→ TEXT FOR ANALYSIS
━━━━

Chocolate Cherry Surprise Cookies

One of my fondest childhood memories was helping Nana and Papa prepare for their annual Hanukkah soiree.  If I close my eyes just tight enough, I can picture myself in their kitchen; donning an oversized apron and covered in flour as we prepared dozens of scrumptious cookies.  After an afternoon of hard work, nothing was more rewarding than sampling the fruits of our labor.  While all of our baked goods were delicious in their own right, the Chocolate Cherry Surprise Cookies were by far my favorite.  Imagine a pillowy soft chocolate cookie topped with a layer of rich frosting, certainly a decadent enough treat on its own. . .but take a bite and you find a gooey marshmallow center and a maraschino cherry hiding inside. Truly the best cookie I have ever, ever had (let alone baked).

Unfortunately, my Papa passed away when I was just nine years old — he actually passed away during their Hanukkah party. Since I had such vivid memories of baking these together, I asked my Nana several years later for the recipe. She dug through all of her cookbooks and index cards, but came up empty handed. I scoured the internet as well, but nothing seemed to come close; it seemed as though these cookies would be but a distant memory.

If you read the introduction to this blog, you know that my Nana passed away in 2009 and that my mom and I were tasked with packing up all of her belongings. It was an emotionally taxing day, but on the kitchen counter in plain sight was a Pillsbury cookbook with a post it note marking a page. Lo and behold, there the recipe was with Nana’s handwriting calling out that it was my favorite cookie.

 Since then I have baked these cookies every holiday season, and I can feel both Nana and Papa in the kitchen alongside of me.

━━━━

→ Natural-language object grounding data
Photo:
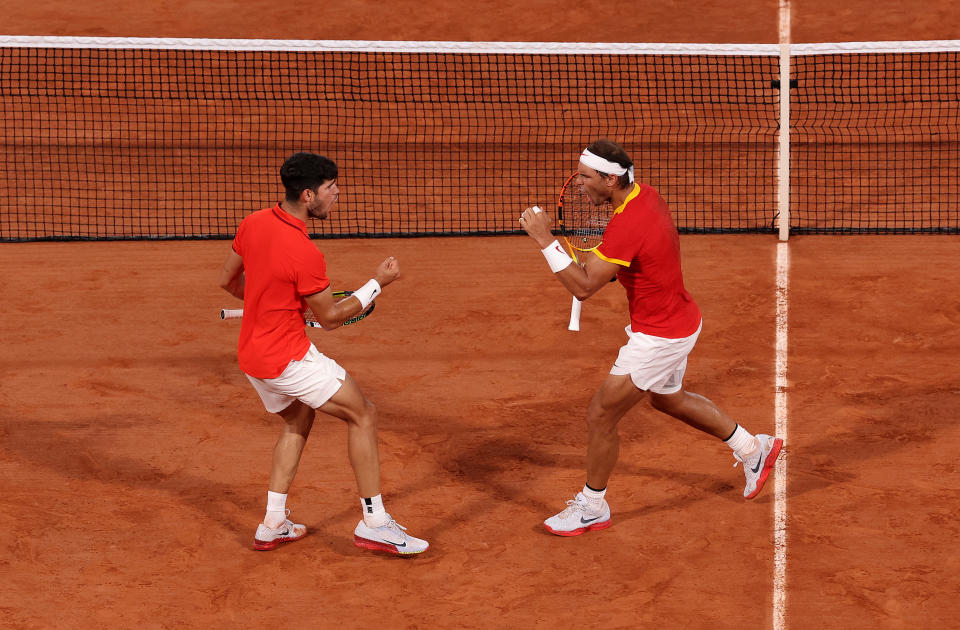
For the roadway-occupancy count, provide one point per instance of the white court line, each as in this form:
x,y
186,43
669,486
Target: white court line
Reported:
x,y
780,468
780,385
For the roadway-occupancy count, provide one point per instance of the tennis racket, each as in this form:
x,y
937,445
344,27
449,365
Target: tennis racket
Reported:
x,y
308,316
581,224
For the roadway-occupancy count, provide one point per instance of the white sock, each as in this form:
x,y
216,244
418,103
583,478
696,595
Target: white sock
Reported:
x,y
742,443
374,514
594,497
276,509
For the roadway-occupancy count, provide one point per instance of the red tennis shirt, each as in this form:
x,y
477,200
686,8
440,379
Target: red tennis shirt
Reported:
x,y
642,239
281,265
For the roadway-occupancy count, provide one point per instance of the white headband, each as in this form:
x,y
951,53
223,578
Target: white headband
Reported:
x,y
603,165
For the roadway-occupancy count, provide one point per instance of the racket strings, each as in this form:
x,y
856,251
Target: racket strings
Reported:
x,y
584,222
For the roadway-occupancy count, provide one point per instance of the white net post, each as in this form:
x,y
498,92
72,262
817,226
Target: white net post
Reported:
x,y
783,161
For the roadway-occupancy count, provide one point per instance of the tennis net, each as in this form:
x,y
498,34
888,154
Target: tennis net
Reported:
x,y
153,139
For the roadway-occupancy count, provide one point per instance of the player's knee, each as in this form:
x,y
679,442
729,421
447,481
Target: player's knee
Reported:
x,y
366,416
600,420
666,403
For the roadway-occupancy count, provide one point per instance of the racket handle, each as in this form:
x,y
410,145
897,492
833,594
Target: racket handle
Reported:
x,y
575,314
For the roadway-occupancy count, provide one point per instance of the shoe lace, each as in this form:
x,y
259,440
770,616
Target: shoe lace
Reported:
x,y
741,460
573,507
395,525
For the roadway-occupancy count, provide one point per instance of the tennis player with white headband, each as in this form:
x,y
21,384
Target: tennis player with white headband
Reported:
x,y
278,272
641,248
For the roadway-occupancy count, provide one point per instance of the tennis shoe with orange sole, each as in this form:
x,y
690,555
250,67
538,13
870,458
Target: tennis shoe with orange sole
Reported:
x,y
392,537
268,538
578,518
757,468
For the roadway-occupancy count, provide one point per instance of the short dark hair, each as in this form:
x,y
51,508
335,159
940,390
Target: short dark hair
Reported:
x,y
610,150
302,171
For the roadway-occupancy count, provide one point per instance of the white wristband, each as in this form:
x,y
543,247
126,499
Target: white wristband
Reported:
x,y
556,257
367,292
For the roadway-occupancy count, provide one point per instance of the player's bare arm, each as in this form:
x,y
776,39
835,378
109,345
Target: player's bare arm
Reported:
x,y
331,313
232,276
582,280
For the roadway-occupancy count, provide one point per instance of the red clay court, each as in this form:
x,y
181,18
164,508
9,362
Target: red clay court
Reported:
x,y
134,454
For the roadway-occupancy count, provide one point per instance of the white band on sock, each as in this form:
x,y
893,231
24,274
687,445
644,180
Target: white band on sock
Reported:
x,y
742,442
556,257
374,514
367,292
276,502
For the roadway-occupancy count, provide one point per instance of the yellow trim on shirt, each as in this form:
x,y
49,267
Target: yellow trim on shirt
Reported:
x,y
596,250
616,261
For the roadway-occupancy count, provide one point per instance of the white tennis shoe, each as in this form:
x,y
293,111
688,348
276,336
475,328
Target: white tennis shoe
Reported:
x,y
268,538
757,468
578,518
391,537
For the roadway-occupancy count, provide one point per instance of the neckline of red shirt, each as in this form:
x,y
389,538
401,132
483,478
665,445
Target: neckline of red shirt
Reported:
x,y
288,218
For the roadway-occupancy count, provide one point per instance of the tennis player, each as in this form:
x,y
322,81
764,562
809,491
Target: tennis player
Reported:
x,y
277,272
641,248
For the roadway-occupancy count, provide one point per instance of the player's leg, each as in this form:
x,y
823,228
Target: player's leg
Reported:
x,y
360,416
297,422
588,510
377,530
276,528
696,411
757,453
616,396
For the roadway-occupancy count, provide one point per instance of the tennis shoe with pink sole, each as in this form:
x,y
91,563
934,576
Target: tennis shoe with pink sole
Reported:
x,y
757,468
268,538
578,518
392,537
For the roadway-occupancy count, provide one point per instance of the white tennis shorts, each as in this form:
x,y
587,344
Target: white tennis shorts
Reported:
x,y
655,364
314,379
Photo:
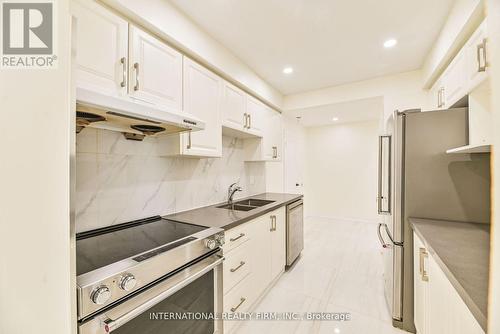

━━━━

→ TASK DESCRIPTION
Copy the stretch from "If you read" through "my favorite cookie." in the piece about Chocolate Cherry Surprise Cookies above, word for word.

→ RESULT OF THE TASK
If you read the introduction to this blog, you know that my Nana passed away in 2009 and that my mom and I were tasked with packing up all of her belongings. It was an emotionally taxing day, but on the kitchen counter in plain sight was a Pillsbury cookbook with a post it note marking a page. Lo and behold, there the recipe was with Nana’s handwriting calling out that it was my favorite cookie.